◆ What you are asked to do ◆
Pull out every line in the records below that contains the word "covered".

◆ Data rows ◆
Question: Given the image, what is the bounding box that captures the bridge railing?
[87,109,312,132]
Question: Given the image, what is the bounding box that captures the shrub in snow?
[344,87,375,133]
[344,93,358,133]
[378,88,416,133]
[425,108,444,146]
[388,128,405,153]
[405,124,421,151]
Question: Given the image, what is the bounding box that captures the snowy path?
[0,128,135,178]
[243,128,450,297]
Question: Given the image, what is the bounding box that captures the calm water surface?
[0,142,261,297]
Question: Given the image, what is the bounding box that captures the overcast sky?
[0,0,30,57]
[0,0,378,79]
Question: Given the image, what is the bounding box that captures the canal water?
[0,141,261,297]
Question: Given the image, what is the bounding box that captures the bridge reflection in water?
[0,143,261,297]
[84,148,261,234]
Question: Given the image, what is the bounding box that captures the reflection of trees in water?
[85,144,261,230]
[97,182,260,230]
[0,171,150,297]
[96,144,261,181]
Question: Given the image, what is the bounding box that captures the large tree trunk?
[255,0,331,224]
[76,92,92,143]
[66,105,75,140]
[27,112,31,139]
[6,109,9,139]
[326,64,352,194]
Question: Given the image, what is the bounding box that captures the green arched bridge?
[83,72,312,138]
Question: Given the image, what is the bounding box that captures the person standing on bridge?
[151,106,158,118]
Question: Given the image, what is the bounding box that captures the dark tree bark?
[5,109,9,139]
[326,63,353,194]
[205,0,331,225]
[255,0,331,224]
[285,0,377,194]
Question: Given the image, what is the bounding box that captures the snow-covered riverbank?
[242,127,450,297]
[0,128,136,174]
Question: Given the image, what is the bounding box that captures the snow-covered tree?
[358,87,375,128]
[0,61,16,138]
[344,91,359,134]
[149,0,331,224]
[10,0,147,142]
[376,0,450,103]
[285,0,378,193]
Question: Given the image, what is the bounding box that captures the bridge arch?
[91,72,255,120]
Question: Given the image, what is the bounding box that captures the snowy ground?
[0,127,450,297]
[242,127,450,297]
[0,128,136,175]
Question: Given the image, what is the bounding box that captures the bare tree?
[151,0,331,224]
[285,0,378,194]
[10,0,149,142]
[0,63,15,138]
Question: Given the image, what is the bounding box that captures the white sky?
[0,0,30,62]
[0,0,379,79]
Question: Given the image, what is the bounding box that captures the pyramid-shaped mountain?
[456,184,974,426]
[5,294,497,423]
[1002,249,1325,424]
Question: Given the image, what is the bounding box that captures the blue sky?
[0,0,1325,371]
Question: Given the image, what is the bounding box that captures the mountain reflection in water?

◆ The completed task ◆
Question: Given the image, what is the bounding box that captures the snow-covered riverbank?
Question: Given the image, what is the bounding box that captures the snow-covered tree?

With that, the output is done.